▶ _Document source_:
_ _ _ _ _ _ _
Riche banquier strasbourgeois, Rulman Merswin fonda, au temps de Jean Tauler (1366), une communauté de laïcs qui souhaitaient se livrer à la prière et à la contemplation, sans entrer dans un ordre monastique : l’Ile Verte. La destinée de cette communauté fut cependant confiée en 1371 à l’ordre de Saint Jean de Jérusalem. Mais, par l’intermédiaire de Rulman Merswin, elle continua de recevoir son inspiration d’un mystérieux personnage qui n’est pas autrement connu que sous le nom de « l’Ami de Dieu de l’Oberland ». Cette intervention dans la pieuse vie de Rulman Merswin revêtit une importance considérable non seulement pour lui-même mais pour ses compagnons de l’Ile Verte.

Si l’existence de l’Ami de Dieu de l’Oberland demeure énigmatique, elle n’en est pas moins celle d’un Maître spirituel dont l’enseignement transmis par Rulman Merswin s’inscrit dans la lignée des Amis de Dieu, qui est d’Orient et d’Occident. Si l’Oberland, le Haut-Pays, n’appartient pas à la géographie physique, il s’agit pourtant de notre vraie patrie dont nous sommes exilés et à laquelle nous aspirons. C’est vers elle que portent les pas lorsque, à la semblance de Rulman Merswin, nous nous engageons dans la voie des Amis de Dieu. Sept cents ans après la naissance de Rulman Merswin, des hommes et des femmes d’Occident s’y sentent toujours appelés.

 

JACOB BOEHME

 

« Je n’ai jamais cherché à connaître quelque chose du mystère divin ; je savais encore moins comment je devais le chercher ou le trouver. Et aussi je n’en savais rien, comme c’est le cas des simples laïcs. J’ai uniquement cherché le cœur de Jésus-Christ, pour m’y réfugier devant la colère terrible de Dieu et les assauts du diable ; et je priais Dieu ardemment pour qu’il m’envoie son Esprit et sa grâce, et je lui demandais de me bénir, et de me conduire, et de m’enlever ce qui me détournait de Lui, et de me rendre complètement à Lui, pour que vécût non point ma volonté, mais bien la sienne, et je lui demandais que ce fût Lui seul qui me dirigeât, pour que je devinsse son enfant, dans son Fils Jésus-Christ. Et dans cette recherche intense (où j’ai subi des attaques sévères, mais que je ne voulais point abandonner, dussé-je y laisser ma vie), dans mon désir ardent enfin la porte s’ouvrit devant moi et j’ai plus vu et connu en un quart d'heure que si j’étais resté de longues années dans une Université. Ce dont je m’étonnais grandement, [car je] ne savais ce qui se passait en moi, et mon cœur se tourna vers la louange de Dieu. Car je vis et je connus l’essence de toute essence (de tout être), l’abîme et le fondement. Ensuite, la naissance de la Sainte Trinité et l’origine et le fondement de ce monde et de toutes les créatures dans la Sagesse divine. Et je connus et je vis en moi-même les trois mondes, c’est-à-dire : le monde divin, angélique ou paradisiaque, le monde des ténèbres, fondement de la nature ignée, et ce monde extérieur et visible comme une créature engendrée ou bien exprimée par les deux autres mondes spirituels. Je vis et je connus toute l’essence, dans le bien et le mal, et comment l’un est fondé sur l’autre et en provient… ce qui, non seulement m’étonna, mais aussi me réjouit grandement ! »
_ _ _ _ _ _ _
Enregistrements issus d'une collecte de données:

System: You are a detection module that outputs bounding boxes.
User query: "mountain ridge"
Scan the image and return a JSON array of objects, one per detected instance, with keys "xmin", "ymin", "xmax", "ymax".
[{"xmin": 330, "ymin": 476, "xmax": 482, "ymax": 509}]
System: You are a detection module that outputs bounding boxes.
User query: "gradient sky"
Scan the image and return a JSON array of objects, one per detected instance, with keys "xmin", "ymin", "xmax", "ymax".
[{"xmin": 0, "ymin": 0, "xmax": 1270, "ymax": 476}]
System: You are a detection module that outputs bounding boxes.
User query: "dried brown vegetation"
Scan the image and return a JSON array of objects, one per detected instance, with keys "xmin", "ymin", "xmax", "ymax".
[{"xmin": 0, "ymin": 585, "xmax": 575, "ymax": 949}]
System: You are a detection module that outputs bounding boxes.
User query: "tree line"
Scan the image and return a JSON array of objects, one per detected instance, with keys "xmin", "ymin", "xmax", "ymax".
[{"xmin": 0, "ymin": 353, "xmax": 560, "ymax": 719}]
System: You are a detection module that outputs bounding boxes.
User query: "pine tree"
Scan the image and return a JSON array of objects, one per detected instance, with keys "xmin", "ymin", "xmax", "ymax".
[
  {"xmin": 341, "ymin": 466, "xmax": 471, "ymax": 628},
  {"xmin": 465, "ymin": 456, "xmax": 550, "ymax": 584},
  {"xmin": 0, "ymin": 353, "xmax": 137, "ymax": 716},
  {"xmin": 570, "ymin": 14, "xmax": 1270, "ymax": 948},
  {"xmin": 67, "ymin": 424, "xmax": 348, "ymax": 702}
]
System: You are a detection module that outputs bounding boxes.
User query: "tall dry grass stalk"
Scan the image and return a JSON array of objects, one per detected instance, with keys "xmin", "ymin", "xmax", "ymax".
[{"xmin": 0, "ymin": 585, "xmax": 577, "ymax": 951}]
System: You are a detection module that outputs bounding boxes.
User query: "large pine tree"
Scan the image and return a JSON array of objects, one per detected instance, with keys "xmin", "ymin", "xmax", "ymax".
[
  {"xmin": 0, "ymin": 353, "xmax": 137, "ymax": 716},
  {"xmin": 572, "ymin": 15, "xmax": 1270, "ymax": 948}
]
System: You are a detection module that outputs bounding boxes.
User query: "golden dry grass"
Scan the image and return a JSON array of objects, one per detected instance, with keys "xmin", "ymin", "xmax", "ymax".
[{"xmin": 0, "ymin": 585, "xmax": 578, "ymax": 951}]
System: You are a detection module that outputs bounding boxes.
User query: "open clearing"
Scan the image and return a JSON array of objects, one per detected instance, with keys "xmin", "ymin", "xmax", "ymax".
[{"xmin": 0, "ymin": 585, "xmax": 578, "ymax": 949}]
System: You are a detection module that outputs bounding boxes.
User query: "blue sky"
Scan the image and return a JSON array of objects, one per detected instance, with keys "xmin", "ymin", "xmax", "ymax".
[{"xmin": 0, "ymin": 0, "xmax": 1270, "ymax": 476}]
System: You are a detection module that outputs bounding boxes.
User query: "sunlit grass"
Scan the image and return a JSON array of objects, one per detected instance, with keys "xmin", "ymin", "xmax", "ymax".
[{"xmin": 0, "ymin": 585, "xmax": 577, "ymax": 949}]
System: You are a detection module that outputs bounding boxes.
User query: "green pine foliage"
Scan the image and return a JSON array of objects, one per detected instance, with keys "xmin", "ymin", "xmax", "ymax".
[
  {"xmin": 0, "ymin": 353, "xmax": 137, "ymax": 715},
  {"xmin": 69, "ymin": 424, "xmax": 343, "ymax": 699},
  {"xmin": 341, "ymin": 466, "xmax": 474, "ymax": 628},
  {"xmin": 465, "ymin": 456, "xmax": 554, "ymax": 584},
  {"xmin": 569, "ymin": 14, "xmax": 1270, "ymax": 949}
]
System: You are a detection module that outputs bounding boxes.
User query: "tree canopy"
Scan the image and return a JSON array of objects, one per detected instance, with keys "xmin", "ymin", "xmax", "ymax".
_ _ _ _ _ _ _
▶ _À faire_: Selon le document source, en quelle année la destinée de la communauté de l'Ile Verte fut-elle confiée à l'ordre de Saint Jean de Jérusalem ?

▶ _Réponse attendue_: En 1371.